» **Passage for review**
Not just a one-off success, this major new medicine has saved or prolonged thousands of lives. But it came about not from any attempt to treat a particular type of cancer, or any disease for that matter. Rather, we owe its existence to curiosity-driven research—a tinkering with cells and molecules—to fathom how the immune system works, and we’re only just beginning to understand its potential benefits.
Cancer was once thought to be invisible to our body’s defenses. As cancer is rarely caused by a germ and is rather an abnormal expansion of our body’s own cells, there tends not to be anything as obvious as a molecule from a virus, bacteria, or fungus to mark out a cell as cancerous, and for a long time a view was widely held that cancer displayed nothing to the immune system that it could recognize as alien. As long ago as 1943, the first evidence that the immune system can respond to cancer (the type not caused by a virus) was published,1 but the idea remained controversial for over three decades. This was because of the possibility that the immune reactions observed in the experiments in question had been caused not by the tumors in the animal subjects but by the chemicals used to induce the tumors. Eventually, several lines of evidence established that our immune system can and does fight cancer: immune cells were found to infiltrate tumors, and when isolated in the lab, these cells could kill tumor cells. In addition, mice engineered to lack a proper immune system were found to be especially susceptible to cancer.2
Work by Belgian scientist Thierry Boon, among others, established definitively that the genetic and epigenetic changes that turn a cell cancerous are sufficient for it to be detected by the immune system.3 Boon identified fragments of proteins that had been altered in cancer cells which can be detected by T cells (which are a type of white blood cell) as not having been in the body before. The implication of this discovery is that, as well as seeking invading germs, the immune system helps maintain the integrity of our own body’s cells, screening against detrimental genetic mutations that can arise whenever cells divide.
What CTLA-4 seemed to do was the complete opposite to what was expected.
All immune responses are multilayered and our body’s defense against cancer is no exception. As well as T cells, the white blood cells known as Natural Killer cells are also able to fight cancer. Like T cells, they do so by sending a packet of toxic proteins into a cancerous cell, but they have different strategies for detecting when a cell has turned cancerous, one of which involves recognizing protein molecules not normally found on healthy cells but which cancer cells sometimes display at their surface—so-called “stress-inducible proteins.” (Nonetheless, it is likely that cancer is recognized by our immune system less easily than is, say, the flu virus, though this is hard to prove.)

Stored dataset items:
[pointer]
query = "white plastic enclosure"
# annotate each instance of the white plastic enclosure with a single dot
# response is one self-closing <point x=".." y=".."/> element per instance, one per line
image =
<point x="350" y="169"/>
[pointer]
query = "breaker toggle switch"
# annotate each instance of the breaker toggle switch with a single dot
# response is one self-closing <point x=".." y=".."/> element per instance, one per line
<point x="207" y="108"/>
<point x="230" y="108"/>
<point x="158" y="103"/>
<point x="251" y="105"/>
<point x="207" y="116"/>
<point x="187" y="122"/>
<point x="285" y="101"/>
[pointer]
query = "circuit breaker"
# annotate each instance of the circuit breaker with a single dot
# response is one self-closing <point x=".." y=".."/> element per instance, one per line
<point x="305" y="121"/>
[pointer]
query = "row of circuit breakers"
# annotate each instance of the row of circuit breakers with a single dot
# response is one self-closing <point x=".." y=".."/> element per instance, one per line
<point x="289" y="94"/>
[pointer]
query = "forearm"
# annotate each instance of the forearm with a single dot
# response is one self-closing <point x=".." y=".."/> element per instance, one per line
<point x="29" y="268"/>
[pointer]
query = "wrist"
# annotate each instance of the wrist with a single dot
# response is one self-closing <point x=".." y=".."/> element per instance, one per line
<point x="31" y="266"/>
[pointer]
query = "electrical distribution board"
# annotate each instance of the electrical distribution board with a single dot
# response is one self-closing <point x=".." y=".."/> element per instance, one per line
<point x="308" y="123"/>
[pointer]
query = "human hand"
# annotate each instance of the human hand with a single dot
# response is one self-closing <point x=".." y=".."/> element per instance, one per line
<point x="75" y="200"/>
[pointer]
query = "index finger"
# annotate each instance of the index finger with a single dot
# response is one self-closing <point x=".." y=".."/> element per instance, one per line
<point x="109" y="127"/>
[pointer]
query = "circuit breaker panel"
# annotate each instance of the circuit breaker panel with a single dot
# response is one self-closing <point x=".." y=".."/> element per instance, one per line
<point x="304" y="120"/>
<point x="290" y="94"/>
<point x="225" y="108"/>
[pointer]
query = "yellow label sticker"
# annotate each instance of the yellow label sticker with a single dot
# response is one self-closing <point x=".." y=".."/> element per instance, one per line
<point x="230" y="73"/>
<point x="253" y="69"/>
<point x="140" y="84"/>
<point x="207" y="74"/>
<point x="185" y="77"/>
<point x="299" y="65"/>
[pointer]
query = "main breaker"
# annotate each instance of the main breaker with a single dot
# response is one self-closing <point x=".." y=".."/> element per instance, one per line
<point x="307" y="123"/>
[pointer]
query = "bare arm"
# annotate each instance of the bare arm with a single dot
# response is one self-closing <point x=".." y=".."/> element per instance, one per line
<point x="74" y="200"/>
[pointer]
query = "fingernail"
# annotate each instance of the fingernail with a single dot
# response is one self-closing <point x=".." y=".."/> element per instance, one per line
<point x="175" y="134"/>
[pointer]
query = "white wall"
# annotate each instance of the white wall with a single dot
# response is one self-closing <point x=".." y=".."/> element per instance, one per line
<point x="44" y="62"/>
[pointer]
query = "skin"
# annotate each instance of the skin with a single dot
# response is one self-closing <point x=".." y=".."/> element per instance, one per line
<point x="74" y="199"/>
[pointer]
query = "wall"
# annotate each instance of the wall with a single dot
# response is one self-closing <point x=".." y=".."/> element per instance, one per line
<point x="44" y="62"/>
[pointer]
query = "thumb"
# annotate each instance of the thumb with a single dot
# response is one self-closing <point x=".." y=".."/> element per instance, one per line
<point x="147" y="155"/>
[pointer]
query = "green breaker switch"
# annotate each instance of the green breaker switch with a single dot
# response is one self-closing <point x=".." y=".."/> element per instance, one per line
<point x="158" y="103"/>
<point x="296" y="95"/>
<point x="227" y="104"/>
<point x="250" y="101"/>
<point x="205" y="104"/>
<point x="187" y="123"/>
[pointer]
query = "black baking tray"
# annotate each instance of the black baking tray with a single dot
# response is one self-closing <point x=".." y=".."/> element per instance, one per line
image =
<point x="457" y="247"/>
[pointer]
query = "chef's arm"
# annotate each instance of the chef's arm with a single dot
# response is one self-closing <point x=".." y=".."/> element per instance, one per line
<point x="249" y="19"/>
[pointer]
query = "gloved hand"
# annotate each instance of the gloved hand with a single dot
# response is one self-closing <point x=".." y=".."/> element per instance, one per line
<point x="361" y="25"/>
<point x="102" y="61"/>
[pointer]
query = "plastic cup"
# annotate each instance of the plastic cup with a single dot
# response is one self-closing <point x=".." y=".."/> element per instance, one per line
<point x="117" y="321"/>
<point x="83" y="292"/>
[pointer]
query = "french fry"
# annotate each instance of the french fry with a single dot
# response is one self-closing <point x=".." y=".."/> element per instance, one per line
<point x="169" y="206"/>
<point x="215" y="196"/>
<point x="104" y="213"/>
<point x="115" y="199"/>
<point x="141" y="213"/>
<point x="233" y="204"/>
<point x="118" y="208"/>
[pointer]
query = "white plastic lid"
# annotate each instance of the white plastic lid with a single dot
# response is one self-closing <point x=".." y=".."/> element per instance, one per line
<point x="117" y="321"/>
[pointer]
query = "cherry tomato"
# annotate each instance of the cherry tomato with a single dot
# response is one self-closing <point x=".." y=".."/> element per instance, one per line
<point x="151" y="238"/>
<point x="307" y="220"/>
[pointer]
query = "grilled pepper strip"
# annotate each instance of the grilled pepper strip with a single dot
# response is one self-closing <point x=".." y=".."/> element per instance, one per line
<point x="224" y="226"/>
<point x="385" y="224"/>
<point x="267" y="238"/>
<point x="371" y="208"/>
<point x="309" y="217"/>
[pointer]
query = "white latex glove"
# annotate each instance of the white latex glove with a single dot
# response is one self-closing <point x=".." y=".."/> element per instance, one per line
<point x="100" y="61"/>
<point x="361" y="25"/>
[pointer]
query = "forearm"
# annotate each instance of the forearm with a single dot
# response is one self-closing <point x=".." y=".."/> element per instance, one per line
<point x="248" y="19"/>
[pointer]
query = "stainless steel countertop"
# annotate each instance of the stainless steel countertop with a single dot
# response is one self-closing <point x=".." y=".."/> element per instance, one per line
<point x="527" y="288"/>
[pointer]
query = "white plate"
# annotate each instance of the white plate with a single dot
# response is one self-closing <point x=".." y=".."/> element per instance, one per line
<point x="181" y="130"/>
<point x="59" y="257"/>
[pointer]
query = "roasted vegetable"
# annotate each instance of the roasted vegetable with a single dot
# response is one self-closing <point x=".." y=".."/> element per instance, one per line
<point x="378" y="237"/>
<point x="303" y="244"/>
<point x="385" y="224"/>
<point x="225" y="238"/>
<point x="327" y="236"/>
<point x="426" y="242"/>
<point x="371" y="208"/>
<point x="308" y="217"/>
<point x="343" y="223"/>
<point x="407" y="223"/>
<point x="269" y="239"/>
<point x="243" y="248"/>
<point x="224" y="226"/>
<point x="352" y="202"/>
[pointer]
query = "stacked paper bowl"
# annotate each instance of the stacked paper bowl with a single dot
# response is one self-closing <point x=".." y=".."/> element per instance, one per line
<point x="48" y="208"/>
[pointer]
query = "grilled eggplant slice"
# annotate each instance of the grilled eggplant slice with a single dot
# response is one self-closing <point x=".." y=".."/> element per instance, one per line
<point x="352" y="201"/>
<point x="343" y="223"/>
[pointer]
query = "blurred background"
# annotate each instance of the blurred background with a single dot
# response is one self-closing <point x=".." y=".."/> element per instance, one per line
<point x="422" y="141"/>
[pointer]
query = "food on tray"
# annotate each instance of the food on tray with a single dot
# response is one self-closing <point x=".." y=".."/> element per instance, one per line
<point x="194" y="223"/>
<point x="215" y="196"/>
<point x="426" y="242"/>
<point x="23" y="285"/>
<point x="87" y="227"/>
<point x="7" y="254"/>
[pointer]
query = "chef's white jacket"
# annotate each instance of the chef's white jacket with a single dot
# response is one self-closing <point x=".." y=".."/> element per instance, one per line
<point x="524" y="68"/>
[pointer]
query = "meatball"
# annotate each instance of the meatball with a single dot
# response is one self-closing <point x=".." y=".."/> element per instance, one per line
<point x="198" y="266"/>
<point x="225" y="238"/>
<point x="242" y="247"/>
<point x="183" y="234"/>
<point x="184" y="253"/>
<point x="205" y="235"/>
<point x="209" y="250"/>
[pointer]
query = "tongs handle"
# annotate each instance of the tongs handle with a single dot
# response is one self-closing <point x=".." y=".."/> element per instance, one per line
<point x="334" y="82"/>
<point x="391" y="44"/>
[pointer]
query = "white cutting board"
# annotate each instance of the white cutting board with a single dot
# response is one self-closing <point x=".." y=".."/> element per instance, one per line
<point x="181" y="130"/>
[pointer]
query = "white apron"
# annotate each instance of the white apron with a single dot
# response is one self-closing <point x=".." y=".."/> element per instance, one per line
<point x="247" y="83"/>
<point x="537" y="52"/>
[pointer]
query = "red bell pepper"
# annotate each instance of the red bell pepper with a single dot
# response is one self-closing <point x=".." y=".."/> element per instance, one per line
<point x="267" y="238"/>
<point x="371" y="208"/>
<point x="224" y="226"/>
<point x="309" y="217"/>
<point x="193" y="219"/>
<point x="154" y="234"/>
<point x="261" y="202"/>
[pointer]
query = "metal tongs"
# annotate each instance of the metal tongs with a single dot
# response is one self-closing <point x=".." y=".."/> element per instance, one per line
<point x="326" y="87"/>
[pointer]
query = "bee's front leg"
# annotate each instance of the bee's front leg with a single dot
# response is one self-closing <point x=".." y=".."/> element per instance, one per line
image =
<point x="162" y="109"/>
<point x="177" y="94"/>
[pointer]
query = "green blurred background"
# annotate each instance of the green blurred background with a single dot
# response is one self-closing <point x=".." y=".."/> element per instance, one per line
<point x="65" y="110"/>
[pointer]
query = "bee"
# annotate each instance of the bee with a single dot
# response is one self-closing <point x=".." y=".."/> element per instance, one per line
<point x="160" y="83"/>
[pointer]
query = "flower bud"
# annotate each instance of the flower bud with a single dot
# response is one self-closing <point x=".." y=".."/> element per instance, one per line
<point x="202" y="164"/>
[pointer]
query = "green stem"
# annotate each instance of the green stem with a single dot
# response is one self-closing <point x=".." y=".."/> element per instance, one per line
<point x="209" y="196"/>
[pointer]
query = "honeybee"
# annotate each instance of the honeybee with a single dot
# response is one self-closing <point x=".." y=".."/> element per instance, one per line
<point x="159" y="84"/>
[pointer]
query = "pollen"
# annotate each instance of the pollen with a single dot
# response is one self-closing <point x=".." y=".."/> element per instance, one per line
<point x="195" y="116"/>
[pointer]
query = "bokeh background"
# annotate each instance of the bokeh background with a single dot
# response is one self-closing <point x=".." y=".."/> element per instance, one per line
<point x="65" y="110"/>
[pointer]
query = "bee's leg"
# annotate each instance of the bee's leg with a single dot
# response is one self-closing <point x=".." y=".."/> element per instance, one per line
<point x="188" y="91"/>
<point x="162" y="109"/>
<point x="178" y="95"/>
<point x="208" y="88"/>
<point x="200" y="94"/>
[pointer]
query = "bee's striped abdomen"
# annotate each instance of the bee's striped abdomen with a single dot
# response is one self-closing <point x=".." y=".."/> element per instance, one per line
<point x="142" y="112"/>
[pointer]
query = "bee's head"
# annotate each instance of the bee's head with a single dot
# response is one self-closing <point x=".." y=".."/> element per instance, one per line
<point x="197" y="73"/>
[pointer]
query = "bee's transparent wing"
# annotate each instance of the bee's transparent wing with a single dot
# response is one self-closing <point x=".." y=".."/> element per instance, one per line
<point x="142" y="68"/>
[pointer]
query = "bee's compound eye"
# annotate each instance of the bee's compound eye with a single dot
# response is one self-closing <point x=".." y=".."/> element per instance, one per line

» **Task item**
Pick up the passage on how the immune system fights cancer and continue it from its final sentence.

» **Exercise response**
The discovery that our immune system can fight cancer led in turn to the possibility that we might tackle the disease more effectively by harnessing or boosting our immune response. In fact, this type of therapy, often called immunotherapy, has a long history. Carried out well before T cells or Natural Killer cells were even known about, a series of well-documented experiments by William Coley, performed through the 1890s, are often credited with the birth of immunotherapy. Coley, a surgeon at the Memorial Hospital, New York, noticed that a patient with neck cancer began to improve when she had a severe skin infection. He then unearthed 47 similar cases in the medical literature which propelled him to systematically test whether or not a deliberate inoculation with a mixture of heat-killed bacteria—known as “Coley’s toxins”—could help cancer patients. In an era before institutional review boards, a 29-year-old surgeon could conduct a human trial essentially on a hunch.
A century later, as we will see, Allison would need to approach human trials very differently.
While Coley’s toxins were successful in some patients, the overall effectiveness of the method was inconsistent, especially when other physicians tried to replicate it, because the concoction itself varied. The medical establishment never embraced Coley’s approach and explained away his successes as being down to initial misdiagnoses. What exactly Coley used is no longer clear, and the charity Cancer Research UK has concluded that the scientific evidence does not show that Coley’s toxins can treat or prevent cancer. Still, something of what Coley attempted lives on. The cancer researcher Steven Rosenberg found that cytokines—proteins important in cell signaling—which boost immune responses can sometimes help a person fight off cancer, although the problem with this is that cytokines switch on all kinds of processes and the storm of immune activity that follows can be toxic, occasionally lethal. So if there’s one word that encapsulates everyone’s idea as to what is most important when harnessing the immune system to fight cancer, it’s precision—in terms of selecting only those patients for treatment who are actually predisposed to respond to it (something we’ll come back to), and, most importantly for understanding Allison’s success, in terms of boosting only the precise set of immune cells that will target a patient’s cancer.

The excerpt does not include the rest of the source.